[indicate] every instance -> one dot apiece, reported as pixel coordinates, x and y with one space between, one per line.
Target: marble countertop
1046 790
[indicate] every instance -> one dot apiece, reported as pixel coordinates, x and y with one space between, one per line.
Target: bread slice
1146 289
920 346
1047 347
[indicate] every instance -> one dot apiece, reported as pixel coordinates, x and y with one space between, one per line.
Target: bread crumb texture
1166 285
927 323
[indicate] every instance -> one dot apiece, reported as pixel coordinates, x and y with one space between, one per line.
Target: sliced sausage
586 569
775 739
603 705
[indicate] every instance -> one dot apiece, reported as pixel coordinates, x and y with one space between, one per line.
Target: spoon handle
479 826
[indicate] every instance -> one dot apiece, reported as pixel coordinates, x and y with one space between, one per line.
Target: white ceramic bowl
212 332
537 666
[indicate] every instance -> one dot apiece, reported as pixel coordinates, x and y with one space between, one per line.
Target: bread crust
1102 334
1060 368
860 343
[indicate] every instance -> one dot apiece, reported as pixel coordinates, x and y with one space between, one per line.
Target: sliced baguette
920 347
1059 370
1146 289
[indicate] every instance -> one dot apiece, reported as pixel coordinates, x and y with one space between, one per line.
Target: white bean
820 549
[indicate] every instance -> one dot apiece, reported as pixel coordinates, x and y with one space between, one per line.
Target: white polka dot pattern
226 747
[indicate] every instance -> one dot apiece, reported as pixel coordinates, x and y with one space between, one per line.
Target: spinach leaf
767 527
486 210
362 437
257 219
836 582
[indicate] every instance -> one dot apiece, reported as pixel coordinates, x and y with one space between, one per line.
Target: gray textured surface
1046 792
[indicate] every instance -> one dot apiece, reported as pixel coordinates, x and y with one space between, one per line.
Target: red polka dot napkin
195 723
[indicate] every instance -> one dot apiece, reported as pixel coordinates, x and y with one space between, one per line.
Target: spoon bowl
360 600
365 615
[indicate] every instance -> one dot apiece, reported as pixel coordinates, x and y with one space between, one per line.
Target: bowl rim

WHAT IS ASKED:
Repeat the records above exactly as they appear.

ANSWER TO THIS PROBLEM:
[indicate] every instance -> one dot apiece, reported as pixel coordinates, x and y with one space between, one per line.
Target: marble countertop
1046 790
[indicate] every instance -> one dot apiece, reported as pixel coordinates, x and y with one space between, one per line.
Target: bread slice
1146 289
920 346
1047 347
[indicate] every instance -> one dot apiece, reported as pixel coordinates, x and y with one space between, one per line.
Target: bread crumb texture
1166 285
927 323
[indicate] every instance -> one dot apiece, reported as pixel coordinates, x and y with one space between, one per line.
Target: sliced sausage
586 569
775 739
603 705
[indicate] every instance -> one dot apiece, reported as pixel coordinates, x and y with one space between, one per line.
Target: spoon handle
479 826
[indicate] every instance -> one dot apiece, reported as pixel coordinates, x and y with one space between, one per line.
Target: white ceramic bowl
212 332
537 666
[indicate] every instance -> one dot apiece, reported as pixel coordinates, x and y with one space between, one per line.
Target: bread crust
1102 334
1060 368
860 343
[indicate] every instance -> one dot apiece, reported as pixel coordinates, x and y with one space between, one per line.
Target: sliced baguette
920 347
1059 370
1146 289
[indicate] every instance -> one dot apiece, reported as pixel coordinates, x and y with one space between, one per line.
Target: white bean
820 549
[indicate] every instance -> one dot apiece, reported as pixel coordinates, x and y with one space between, one per line.
Target: white polka dot pattern
226 747
[indicate] every instance -> one dot apiece, reported as pixel coordinates, x and y with one space between, one per line.
Target: spinach leaf
767 527
486 210
362 437
257 219
836 582
[indicate] every instance -> one dot apiece, reported as pixel coordinates, x and y with one space between, one per line.
Target: gray textured surface
1046 792
[indicate] every instance -> one dot apiece, reported as pixel coordinates, x and y with one space between, one per line.
Target: red polka dot napkin
195 723
[indicate] every instance -> one dot apiece, reported as pixel coordinates, x and y with one space between, one per line.
Target: spoon bowl
360 600
365 615
[indicate] every instance -> one dot apiece, reported as pixel coordinates, x and y with one space between, one per line.
Target: bowl rim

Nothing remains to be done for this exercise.